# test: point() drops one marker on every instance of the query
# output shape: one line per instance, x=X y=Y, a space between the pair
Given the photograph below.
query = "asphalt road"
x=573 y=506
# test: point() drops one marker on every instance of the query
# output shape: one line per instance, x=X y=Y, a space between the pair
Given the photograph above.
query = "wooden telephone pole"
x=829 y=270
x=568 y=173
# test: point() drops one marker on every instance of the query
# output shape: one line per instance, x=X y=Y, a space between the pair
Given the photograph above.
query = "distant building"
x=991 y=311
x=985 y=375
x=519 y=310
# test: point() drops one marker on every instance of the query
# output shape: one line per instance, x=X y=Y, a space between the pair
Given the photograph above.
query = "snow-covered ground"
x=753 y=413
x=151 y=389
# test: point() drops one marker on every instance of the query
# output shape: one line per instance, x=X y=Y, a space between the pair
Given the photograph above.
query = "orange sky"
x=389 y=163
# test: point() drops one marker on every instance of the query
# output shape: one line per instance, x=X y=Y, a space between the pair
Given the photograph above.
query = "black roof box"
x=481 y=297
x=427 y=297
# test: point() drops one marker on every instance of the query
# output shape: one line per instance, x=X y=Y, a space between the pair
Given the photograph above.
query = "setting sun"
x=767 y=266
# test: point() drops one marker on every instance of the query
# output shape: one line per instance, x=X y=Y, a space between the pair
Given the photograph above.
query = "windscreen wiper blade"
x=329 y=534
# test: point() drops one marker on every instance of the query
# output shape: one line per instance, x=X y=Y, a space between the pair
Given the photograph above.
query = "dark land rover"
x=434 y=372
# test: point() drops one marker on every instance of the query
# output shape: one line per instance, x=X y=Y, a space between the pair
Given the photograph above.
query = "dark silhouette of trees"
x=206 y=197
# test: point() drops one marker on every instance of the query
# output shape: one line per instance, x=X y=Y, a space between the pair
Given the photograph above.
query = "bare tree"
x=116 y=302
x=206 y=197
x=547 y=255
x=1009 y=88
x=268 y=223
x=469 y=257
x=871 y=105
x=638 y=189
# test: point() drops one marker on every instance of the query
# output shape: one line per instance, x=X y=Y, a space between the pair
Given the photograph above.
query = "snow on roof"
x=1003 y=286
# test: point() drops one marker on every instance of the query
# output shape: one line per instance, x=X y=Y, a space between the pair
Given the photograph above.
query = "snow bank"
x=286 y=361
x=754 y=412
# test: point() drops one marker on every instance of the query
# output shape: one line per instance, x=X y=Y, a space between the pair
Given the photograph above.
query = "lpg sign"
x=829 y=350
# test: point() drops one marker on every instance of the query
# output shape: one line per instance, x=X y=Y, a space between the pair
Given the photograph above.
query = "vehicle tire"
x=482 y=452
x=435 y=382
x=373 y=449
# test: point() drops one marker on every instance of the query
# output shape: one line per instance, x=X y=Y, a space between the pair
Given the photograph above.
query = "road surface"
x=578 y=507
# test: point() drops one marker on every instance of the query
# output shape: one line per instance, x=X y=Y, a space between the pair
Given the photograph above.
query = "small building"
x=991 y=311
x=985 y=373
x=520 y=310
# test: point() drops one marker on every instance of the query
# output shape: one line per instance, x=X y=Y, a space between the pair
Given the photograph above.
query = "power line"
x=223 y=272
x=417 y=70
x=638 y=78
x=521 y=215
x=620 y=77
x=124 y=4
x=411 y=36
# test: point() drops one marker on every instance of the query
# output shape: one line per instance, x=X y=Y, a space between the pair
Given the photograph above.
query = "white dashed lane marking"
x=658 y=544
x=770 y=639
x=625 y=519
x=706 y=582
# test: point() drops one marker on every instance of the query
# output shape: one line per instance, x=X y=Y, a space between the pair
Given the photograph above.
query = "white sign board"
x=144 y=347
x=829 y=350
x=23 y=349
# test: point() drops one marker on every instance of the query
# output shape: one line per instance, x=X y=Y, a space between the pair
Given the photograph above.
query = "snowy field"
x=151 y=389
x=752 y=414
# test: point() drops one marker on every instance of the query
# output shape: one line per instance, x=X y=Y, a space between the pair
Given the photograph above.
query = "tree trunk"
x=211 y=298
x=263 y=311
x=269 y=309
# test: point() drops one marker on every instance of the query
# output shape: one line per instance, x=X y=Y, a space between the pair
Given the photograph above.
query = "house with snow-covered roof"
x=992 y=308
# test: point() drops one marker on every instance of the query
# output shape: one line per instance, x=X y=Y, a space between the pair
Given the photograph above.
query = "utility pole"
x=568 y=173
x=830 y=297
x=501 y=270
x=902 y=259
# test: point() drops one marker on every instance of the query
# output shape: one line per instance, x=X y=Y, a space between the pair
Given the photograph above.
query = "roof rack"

■ EXERCISE DIRECTIONS ■
Write out every line from the records above, word for word.

■ ANSWER AREA ■
# test: point() drops one marker on every instance of the query
# output shape: one line per instance, x=X y=Y, a space between the pair
Given the photograph below.
query = "asphalt road"
x=573 y=506
# test: point() drops one marker on every instance of the query
# output shape: one line per instance, x=X y=Y, a space between the pair
Given the photograph above.
query = "wooden telephone pole"
x=829 y=270
x=568 y=173
# test: point() drops one marker on every instance of the query
# output shape: one line per instance, x=X y=Y, a space between the pair
Given the photograph above.
query = "distant building"
x=991 y=311
x=985 y=375
x=519 y=310
# test: point() drops one marker on every instance of the query
# output shape: one line per instance, x=X y=Y, a space between the pair
Given the photograph above.
query = "snow-covered ground"
x=753 y=413
x=151 y=389
# test: point() drops one marker on every instance of the query
# output shape: one line per instance, x=X y=Y, a space between the pair
Given the photograph above.
query = "orange sky"
x=389 y=163
# test: point() drops one marker on every instance of the query
# output shape: one line per instance, x=X y=Y, a space between the pair
Given the photograph above.
query = "black roof box"
x=481 y=297
x=427 y=297
# test: point() drops one marker on every instance of the query
# output shape: one line per instance, x=X y=Y, a space between the pair
Given the photograph above.
query = "setting sun"
x=767 y=266
# test: point() drops one marker on every instance of the query
# output shape: one line per instance, x=X y=Y, a space between the pair
Given the photograph above.
query = "windscreen wiper blade"
x=329 y=534
# test: point() drops one marker on every instance of the query
# output shape: one line per instance, x=X y=Y, a space between the pair
Given the photograph above.
query = "dark land rover"
x=434 y=372
# test: point() drops one marker on every instance of the query
# output shape: one line per instance, x=X y=Y, a space between the pair
Given the photograph above.
query = "dark silhouette of trees"
x=206 y=197
# test: point() drops one marker on every instance of the query
# output shape: one line per instance, x=X y=Y, a space between the pair
Given the photograph above.
query = "bare tree"
x=116 y=302
x=206 y=197
x=547 y=255
x=1009 y=88
x=268 y=223
x=469 y=257
x=871 y=105
x=638 y=189
# test: point() drops one marker on every instance of the query
# output shape: one line per instance, x=X y=Y, a space between the pair
Given the photograph above.
query = "snow on roof"
x=1003 y=286
# test: point() drops one marker on every instance of the query
# output shape: one line per instance, x=X y=Y, a space between the pair
Given the photograph above.
query = "snow bank"
x=286 y=361
x=754 y=412
# test: point() drops one marker on every instance of the query
# output shape: one line per instance, x=X y=Y, a space between the pair
Given the photograph above.
query = "lpg sign"
x=829 y=350
# test: point() drops one marker on every instance of the query
# output shape: one line per instance, x=X y=Y, a space between the pair
Given the photograph above.
query = "vehicle tire"
x=482 y=452
x=435 y=382
x=373 y=449
# test: point() drops one marker on every instance of the query
# output shape: one line per instance, x=X y=Y, a space between the pair
Given the photograph above.
query = "road surface"
x=578 y=507
# test: point() drops one marker on every instance of the query
# output shape: one line per instance, x=X y=Y, a space between the pair
Given the photograph above.
query = "small building"
x=991 y=311
x=985 y=373
x=520 y=310
# test: point() drops one marker on every instance of the query
# output shape: one line per instance, x=X y=Y, a space between the pair
Given the photograph above.
query = "power line"
x=223 y=272
x=417 y=70
x=638 y=78
x=521 y=215
x=620 y=77
x=124 y=4
x=411 y=36
# test: point() drops one marker on every instance of the query
# output shape: one line per instance, x=X y=Y, a space between the pair
Given the photograph above.
query = "white dashed lane marking"
x=658 y=544
x=770 y=639
x=625 y=519
x=706 y=582
# test: point() drops one marker on every instance of the query
# output shape: one line per instance, x=X y=Y, a space between the pair
Given the photograph above.
query = "white sign board"
x=144 y=347
x=829 y=350
x=23 y=349
# test: point() drops one marker on every instance of the query
# output shape: one line per instance, x=X y=Y, a space between the pair
Given the photograph above.
query = "snowy field"
x=151 y=389
x=752 y=414
# test: point() drops one marker on every instance of the query
# output shape: one line per instance, x=X y=Y, a space between the pair
Given the photograph above.
query = "tree trunk"
x=211 y=298
x=263 y=311
x=269 y=309
# test: point() drops one marker on every instance of the query
# output shape: one line per instance, x=X y=Y, a space between the pair
Given the photograph above.
query = "house with snow-covered roof"
x=992 y=308
# test: point() drops one marker on every instance of the query
# output shape: one line per instance, x=X y=Y, a space between the pair
Given the photograph above.
query = "utility pole"
x=568 y=173
x=830 y=297
x=501 y=270
x=902 y=259
# test: point() drops one marker on every instance of the query
# output shape: one line per instance, x=X y=Y, a space between the pair
Given the photograph above.
query = "roof rack"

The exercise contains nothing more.